How to complete this task >>
Leave out the pictures and set down exactly the lines from the start of the listing through the one with "positive clicks: (21, 2)", both included.

Record extracts >>
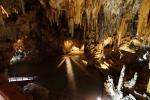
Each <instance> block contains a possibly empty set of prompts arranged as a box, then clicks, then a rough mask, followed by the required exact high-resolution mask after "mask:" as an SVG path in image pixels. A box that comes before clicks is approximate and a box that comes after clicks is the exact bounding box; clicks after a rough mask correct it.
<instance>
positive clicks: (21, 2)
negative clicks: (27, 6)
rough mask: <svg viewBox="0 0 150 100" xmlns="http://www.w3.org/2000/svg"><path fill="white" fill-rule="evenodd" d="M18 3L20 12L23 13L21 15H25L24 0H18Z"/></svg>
mask: <svg viewBox="0 0 150 100" xmlns="http://www.w3.org/2000/svg"><path fill="white" fill-rule="evenodd" d="M20 3H21V9H22V13H23V15H25V14H26V12H25V4H24V0H20Z"/></svg>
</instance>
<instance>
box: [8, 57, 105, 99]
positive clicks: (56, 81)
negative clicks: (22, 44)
mask: <svg viewBox="0 0 150 100" xmlns="http://www.w3.org/2000/svg"><path fill="white" fill-rule="evenodd" d="M59 58H60V56H59V57H57V56H52V57H48V58H46V59H44V60H43V61H41V62H39V63H34V64H32V63H27V62H26V63H25V62H23V63H20V64H17V65H14V66H11V68H10V76H21V77H22V76H38V78H37V80H36V82H37V83H39V84H41V85H42V86H45V87H46V88H48V89H49V91H50V92H53V93H56V94H59V95H65V96H69V97H70V96H71V99H72V100H79V99H74V98H75V97H80V98H84V99H82V100H96V98H97V97H98V96H100V95H101V93H102V88H103V82H102V79H101V77H100V75H99V73H98V72H97V71H96V70H95V69H93V68H90V67H86V71H87V72H88V73H89V74H90V75H88V74H87V73H86V72H84V71H83V70H81V68H79V66H78V65H77V64H75V62H74V63H71V65H72V68H71V67H69V66H68V67H69V68H67V66H66V64H62V66H61V67H60V68H59V69H57V65H58V64H59V63H60V62H61V61H60V59H59ZM66 63H67V64H69V65H70V63H68V62H66ZM66 68H67V69H66ZM70 68H71V69H70ZM66 70H68V71H67V72H66ZM72 71H73V72H72ZM70 73H74V74H72V75H70ZM67 74H69V75H70V77H68V75H67ZM91 76H92V77H91ZM73 77H74V78H73ZM72 78H73V79H72ZM68 79H69V80H70V83H68ZM72 82H74V83H76V84H72ZM69 84H72V86H74V87H75V88H76V89H75V90H76V93H75V94H74V89H72V88H71V87H72V86H70V85H69ZM72 95H73V96H72ZM52 100H54V99H52Z"/></svg>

Answer to this task >>
Each <instance> block contains a possibly empty set of prompts arranged as a box, then clicks, then a rough mask, followed by the required exact high-resolution mask after "mask:" as an SVG path in image pixels. A box that comes before clicks is approximate and a box that comes after clicks is the exact bounding box; clicks after a rough mask correct it.
<instance>
positive clicks: (21, 2)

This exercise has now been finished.